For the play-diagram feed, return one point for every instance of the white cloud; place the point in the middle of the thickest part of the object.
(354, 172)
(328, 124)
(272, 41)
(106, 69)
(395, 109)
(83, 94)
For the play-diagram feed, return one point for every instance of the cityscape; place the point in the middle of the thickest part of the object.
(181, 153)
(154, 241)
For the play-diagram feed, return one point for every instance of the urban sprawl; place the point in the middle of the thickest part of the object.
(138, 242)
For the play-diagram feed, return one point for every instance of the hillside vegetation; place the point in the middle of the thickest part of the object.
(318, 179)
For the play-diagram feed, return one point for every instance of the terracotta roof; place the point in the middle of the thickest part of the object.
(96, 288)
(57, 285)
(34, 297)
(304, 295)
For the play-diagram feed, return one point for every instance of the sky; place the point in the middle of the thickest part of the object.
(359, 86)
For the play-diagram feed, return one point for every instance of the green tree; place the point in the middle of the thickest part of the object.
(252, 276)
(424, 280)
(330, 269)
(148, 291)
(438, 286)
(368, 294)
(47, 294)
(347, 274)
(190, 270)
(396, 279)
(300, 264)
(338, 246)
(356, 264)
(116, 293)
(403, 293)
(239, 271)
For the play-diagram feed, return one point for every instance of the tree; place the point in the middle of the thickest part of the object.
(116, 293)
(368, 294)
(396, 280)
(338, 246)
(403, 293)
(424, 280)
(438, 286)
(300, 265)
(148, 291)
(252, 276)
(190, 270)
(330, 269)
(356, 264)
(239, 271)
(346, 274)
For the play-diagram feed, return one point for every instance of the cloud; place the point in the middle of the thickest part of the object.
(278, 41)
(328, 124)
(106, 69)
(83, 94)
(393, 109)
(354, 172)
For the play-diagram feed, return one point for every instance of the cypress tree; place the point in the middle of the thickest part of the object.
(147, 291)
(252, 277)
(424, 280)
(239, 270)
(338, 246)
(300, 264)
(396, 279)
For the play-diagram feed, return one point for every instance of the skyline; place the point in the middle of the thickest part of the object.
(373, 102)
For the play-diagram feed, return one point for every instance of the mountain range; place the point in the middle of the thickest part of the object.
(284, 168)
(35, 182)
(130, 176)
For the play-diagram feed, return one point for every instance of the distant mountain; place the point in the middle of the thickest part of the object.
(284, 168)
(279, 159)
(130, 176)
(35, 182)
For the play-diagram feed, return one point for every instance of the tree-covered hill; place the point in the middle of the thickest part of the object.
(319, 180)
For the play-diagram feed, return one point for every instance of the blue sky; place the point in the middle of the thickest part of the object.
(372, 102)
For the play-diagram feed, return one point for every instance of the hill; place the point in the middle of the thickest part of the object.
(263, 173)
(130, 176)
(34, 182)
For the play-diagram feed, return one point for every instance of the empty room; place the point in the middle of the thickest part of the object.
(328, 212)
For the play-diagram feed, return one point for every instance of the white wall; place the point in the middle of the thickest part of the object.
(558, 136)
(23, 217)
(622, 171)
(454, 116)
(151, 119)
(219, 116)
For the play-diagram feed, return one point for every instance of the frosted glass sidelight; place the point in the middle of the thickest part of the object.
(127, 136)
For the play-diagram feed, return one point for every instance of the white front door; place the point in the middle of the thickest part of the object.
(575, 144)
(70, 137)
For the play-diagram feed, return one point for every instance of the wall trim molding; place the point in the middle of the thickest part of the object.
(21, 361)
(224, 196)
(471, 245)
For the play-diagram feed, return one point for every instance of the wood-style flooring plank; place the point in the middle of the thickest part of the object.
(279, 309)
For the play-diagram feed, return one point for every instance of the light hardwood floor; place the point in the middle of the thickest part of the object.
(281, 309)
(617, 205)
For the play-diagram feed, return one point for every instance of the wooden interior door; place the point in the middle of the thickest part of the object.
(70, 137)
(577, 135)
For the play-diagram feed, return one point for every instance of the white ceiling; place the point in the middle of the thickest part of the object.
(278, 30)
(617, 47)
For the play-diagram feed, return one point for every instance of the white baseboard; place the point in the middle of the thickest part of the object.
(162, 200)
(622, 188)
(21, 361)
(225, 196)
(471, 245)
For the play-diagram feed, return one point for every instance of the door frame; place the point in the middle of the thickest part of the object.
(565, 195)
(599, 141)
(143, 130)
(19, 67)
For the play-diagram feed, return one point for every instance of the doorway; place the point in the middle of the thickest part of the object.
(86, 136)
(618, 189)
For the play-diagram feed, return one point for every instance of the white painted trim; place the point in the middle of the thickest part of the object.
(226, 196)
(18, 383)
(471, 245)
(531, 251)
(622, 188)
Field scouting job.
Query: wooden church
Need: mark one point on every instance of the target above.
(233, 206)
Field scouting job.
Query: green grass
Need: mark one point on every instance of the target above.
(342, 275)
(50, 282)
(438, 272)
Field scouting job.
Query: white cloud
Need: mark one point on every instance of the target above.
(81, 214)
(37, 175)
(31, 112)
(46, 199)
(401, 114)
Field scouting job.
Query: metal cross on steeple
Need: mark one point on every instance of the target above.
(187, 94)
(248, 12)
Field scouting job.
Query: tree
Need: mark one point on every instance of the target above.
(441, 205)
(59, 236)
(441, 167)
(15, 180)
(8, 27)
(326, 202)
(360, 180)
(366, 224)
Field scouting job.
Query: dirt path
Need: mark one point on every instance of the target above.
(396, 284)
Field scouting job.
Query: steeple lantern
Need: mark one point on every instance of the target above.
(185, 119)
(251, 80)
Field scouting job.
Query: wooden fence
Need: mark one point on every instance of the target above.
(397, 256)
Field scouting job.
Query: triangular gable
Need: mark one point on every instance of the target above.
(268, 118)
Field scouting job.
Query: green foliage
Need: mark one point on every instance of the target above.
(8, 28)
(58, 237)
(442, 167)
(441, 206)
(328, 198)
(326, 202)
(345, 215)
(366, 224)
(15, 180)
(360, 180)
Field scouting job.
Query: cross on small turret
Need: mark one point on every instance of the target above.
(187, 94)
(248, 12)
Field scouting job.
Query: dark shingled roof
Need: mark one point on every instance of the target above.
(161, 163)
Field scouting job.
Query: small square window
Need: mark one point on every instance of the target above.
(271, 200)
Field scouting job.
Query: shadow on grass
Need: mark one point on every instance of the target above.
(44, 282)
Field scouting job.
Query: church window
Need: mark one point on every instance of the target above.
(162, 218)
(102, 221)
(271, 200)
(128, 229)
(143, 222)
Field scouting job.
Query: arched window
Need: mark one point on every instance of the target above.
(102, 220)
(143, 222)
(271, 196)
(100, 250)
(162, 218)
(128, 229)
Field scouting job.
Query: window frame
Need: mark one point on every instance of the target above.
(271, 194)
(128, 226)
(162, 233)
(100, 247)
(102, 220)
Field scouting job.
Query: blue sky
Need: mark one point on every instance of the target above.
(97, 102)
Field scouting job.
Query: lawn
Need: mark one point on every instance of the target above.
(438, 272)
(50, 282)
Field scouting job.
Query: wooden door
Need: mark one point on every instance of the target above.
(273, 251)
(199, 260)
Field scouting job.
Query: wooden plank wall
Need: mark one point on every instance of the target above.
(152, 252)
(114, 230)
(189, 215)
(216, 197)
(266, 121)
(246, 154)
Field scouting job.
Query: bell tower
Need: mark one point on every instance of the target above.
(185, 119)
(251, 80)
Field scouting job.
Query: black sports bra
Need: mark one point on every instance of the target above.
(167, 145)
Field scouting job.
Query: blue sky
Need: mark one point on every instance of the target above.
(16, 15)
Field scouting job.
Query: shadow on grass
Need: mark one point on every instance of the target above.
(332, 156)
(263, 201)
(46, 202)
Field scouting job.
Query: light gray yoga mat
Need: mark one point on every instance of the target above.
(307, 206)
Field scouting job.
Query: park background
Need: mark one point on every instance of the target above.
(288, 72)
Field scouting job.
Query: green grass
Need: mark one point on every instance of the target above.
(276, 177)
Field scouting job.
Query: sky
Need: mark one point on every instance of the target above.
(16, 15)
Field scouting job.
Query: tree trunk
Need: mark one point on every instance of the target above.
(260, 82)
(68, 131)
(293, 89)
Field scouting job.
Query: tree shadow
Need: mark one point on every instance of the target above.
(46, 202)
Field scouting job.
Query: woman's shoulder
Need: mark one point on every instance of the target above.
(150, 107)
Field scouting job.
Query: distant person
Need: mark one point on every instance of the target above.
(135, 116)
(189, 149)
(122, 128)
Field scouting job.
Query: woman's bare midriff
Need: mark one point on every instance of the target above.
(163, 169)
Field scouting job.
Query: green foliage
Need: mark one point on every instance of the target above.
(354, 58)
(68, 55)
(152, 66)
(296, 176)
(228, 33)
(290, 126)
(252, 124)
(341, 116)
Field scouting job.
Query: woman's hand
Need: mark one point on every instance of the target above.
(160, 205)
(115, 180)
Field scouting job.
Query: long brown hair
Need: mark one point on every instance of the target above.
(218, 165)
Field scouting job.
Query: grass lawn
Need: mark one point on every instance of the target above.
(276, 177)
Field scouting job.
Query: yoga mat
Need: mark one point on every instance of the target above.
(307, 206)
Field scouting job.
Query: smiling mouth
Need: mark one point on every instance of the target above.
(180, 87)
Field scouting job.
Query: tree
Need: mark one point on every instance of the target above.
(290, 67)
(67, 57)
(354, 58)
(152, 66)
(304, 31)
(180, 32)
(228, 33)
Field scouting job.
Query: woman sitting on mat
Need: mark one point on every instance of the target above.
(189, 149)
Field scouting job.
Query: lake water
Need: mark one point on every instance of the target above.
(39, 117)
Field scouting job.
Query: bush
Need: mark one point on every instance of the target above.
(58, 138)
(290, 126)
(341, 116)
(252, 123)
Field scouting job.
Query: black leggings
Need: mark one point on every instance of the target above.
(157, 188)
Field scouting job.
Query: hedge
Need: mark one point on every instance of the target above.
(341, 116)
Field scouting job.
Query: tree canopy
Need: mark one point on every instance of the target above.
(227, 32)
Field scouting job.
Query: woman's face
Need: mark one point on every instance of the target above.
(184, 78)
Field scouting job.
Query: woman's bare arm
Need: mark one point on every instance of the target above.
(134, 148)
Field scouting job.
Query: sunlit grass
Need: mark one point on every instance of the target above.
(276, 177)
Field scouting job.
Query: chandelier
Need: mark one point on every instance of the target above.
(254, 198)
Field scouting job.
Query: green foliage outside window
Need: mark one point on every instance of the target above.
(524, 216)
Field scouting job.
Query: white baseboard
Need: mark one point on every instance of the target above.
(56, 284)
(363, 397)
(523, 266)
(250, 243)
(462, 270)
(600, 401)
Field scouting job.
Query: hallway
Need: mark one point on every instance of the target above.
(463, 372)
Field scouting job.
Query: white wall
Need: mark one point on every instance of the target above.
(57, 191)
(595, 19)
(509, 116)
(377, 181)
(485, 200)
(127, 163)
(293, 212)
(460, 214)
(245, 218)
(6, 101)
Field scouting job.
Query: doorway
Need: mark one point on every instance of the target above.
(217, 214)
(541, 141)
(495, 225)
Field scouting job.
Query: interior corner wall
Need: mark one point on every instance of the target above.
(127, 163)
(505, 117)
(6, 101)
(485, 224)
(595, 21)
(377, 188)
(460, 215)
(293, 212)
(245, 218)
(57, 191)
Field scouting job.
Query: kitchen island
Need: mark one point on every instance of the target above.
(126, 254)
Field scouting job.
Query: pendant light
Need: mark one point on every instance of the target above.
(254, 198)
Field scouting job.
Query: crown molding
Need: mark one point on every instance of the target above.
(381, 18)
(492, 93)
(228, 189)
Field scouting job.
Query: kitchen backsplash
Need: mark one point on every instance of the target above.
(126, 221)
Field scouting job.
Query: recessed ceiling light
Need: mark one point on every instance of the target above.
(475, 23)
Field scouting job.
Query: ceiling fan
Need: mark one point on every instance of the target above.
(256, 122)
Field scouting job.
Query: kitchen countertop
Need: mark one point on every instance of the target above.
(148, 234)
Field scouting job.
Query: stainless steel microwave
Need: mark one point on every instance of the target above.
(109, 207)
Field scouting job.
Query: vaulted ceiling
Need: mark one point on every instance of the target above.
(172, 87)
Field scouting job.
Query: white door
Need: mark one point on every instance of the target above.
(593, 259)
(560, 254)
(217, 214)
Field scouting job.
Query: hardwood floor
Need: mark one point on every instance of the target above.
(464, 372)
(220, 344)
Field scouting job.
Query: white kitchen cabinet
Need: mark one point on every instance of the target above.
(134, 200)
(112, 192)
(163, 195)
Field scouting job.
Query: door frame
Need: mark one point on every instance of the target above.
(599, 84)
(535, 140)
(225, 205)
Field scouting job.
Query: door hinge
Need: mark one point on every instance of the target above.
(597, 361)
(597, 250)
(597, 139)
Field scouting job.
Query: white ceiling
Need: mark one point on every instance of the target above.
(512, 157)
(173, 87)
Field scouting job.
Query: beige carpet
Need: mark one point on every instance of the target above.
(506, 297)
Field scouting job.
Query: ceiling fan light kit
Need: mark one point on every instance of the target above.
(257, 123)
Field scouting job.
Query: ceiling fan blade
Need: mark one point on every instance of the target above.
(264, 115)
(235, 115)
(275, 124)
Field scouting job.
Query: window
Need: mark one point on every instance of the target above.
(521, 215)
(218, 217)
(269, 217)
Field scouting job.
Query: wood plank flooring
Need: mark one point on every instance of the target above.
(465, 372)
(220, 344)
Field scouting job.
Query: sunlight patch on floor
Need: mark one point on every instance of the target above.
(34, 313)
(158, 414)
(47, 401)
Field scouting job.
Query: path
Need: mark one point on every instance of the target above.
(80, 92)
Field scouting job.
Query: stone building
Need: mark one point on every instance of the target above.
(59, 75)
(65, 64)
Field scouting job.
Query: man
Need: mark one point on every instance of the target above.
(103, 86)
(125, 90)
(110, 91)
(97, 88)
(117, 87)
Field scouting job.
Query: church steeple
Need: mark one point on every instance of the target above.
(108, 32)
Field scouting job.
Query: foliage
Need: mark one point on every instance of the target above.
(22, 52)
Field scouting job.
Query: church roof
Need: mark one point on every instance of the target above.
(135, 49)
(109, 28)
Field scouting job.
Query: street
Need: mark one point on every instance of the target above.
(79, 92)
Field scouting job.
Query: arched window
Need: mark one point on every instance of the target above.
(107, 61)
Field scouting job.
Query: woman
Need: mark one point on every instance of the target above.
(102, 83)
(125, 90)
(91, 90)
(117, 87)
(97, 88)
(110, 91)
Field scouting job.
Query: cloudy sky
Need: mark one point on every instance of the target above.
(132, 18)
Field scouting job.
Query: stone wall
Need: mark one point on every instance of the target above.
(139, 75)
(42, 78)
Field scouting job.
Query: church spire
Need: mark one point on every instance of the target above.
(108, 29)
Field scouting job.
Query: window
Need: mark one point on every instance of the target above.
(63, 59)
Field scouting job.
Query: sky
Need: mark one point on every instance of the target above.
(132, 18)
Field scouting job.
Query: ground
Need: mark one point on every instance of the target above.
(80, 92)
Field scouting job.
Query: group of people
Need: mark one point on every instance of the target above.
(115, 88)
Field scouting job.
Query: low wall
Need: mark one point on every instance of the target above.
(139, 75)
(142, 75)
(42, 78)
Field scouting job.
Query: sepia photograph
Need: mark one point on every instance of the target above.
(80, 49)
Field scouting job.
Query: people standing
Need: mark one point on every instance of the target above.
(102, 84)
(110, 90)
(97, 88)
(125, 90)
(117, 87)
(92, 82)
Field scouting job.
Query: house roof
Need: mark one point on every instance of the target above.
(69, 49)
·····
Exercise goal ▸ Extract every line in the listing above that contains the word "mountain", and copy each one in full.

Solution below ▸
For the play-diagram feed, return one point for every instance of the mountain range; place the point in the middle of the thickest part of the object.
For the play-diagram feed, return one point for every instance of the distant mountain; place the point in the middle of the thickest part of the object.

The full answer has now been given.